Job >> Give the lines of the records as a JSON list of strings, one string per line and no blank lines, starting at the line containing "Target: gray blanket" and ending with the last line of the records.
===== Provided information =====
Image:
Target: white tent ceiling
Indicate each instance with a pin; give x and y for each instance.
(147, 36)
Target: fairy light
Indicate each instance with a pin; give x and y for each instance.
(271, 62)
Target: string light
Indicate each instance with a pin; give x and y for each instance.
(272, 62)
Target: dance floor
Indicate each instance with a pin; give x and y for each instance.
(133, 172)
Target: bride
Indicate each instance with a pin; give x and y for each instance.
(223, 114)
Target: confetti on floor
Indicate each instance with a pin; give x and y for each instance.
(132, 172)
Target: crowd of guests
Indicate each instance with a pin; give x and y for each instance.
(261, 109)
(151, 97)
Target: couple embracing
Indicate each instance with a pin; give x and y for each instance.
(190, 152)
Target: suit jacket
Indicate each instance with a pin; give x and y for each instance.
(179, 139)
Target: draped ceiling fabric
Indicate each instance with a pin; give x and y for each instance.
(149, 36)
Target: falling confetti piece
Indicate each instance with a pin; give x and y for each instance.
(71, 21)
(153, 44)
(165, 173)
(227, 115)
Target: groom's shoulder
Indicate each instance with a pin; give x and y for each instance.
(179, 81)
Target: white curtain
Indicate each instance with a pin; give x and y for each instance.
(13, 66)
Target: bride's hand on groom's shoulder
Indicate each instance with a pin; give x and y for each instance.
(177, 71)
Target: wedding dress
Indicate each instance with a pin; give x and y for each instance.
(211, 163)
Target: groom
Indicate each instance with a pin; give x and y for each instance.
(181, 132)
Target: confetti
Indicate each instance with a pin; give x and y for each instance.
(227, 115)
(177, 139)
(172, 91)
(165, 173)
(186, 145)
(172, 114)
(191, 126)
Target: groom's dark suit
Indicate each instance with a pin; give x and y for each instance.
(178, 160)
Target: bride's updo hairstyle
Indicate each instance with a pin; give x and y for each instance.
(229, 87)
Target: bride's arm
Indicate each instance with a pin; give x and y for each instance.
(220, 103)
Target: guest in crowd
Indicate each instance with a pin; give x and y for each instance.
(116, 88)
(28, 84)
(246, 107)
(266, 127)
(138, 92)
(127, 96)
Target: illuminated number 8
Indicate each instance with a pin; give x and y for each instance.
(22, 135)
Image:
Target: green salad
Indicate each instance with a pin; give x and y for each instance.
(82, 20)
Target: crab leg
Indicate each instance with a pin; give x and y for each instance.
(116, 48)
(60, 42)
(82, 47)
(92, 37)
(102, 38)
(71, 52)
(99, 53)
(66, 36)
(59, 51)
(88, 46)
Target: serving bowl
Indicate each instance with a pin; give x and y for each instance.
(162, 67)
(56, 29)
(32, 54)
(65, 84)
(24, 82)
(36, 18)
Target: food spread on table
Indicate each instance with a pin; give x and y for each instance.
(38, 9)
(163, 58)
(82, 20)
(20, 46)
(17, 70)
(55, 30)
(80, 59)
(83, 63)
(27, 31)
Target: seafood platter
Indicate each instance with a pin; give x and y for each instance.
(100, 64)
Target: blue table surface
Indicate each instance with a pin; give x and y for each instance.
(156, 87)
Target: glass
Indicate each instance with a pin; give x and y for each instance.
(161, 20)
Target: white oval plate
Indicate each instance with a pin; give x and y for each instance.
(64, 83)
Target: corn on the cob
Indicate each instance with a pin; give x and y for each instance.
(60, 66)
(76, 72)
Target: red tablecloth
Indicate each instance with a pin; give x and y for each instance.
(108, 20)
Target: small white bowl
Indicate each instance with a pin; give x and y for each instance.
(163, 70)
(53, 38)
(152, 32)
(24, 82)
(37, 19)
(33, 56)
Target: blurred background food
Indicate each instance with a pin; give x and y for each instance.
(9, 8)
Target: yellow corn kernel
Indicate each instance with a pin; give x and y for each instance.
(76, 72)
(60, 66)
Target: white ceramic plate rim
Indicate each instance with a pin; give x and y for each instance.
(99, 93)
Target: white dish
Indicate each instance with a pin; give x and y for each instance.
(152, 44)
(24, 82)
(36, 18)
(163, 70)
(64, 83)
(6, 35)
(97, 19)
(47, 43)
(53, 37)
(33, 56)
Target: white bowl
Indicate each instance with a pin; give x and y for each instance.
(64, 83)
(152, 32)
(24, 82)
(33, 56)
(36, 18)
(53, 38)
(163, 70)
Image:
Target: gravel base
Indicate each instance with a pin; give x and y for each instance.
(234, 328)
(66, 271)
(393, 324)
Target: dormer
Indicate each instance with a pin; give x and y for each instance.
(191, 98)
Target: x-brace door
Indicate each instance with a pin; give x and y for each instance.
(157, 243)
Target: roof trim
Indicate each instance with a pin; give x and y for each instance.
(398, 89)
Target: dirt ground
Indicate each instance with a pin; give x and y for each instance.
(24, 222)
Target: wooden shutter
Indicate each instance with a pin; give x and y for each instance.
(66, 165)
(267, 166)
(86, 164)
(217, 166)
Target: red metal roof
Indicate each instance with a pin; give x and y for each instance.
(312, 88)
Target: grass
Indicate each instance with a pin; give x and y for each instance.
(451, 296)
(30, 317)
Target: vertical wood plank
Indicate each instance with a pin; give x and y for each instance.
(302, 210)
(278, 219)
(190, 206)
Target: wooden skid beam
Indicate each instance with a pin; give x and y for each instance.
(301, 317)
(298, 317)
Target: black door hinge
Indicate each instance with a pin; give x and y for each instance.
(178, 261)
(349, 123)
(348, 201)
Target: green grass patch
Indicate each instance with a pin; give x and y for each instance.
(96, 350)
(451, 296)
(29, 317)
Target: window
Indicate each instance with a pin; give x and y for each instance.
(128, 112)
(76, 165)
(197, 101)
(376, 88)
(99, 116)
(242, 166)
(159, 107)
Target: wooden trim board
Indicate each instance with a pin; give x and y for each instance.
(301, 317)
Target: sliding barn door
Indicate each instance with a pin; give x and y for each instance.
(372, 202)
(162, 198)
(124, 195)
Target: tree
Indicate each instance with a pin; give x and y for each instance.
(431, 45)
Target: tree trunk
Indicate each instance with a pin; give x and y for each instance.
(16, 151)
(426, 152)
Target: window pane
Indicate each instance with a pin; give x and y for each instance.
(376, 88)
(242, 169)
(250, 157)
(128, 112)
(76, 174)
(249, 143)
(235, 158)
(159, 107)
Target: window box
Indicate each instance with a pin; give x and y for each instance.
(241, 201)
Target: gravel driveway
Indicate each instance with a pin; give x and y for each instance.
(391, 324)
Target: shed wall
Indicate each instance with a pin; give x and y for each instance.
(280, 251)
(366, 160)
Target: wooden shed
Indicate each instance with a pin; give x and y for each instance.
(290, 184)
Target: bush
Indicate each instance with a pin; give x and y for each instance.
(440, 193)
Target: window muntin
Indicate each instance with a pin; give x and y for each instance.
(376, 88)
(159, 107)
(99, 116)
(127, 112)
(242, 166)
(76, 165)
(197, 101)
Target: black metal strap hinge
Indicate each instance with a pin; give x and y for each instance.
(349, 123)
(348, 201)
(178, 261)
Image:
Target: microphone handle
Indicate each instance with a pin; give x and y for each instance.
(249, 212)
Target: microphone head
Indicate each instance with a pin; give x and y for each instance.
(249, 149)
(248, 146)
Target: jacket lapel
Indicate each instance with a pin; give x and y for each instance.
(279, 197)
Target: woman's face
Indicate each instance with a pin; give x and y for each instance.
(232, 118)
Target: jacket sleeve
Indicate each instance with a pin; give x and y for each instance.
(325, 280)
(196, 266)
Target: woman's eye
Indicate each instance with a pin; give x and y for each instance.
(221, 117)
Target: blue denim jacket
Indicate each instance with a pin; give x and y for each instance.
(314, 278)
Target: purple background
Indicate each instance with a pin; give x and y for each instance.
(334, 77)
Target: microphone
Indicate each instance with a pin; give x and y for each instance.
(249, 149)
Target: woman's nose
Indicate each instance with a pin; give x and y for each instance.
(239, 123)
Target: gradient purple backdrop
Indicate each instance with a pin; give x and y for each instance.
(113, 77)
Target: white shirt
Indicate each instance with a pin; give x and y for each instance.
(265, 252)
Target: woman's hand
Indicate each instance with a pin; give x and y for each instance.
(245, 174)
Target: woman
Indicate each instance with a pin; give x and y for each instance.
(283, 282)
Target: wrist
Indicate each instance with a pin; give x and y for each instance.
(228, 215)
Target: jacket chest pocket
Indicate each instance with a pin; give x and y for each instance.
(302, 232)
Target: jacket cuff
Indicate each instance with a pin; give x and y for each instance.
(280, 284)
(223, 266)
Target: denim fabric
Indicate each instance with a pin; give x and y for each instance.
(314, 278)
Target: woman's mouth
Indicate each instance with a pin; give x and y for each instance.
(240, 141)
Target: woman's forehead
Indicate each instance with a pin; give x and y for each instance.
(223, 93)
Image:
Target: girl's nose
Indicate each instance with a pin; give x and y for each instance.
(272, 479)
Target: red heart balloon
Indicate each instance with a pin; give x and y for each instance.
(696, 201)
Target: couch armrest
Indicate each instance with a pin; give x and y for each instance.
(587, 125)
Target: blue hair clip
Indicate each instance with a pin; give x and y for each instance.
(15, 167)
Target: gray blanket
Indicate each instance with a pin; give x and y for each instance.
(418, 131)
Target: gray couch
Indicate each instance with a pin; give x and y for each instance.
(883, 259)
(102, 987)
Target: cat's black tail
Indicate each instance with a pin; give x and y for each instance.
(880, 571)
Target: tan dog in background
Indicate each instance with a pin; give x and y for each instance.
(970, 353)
=====
Complete output >>
[
  "Target: gray blanket",
  "Indicate each instance with a pin; give x and y for each instance.",
  "(418, 131)",
  "Target: gray couch",
  "Indicate each instance with a pin; give x and y for each instance.",
  "(883, 259)",
  "(102, 987)",
  "Target: cat's black tail",
  "Indicate each instance with a pin; give x and y for each instance.",
  "(880, 571)",
  "Target: tan dog in background",
  "Indicate each instance with a pin; give x and y for each instance.",
  "(970, 353)"
]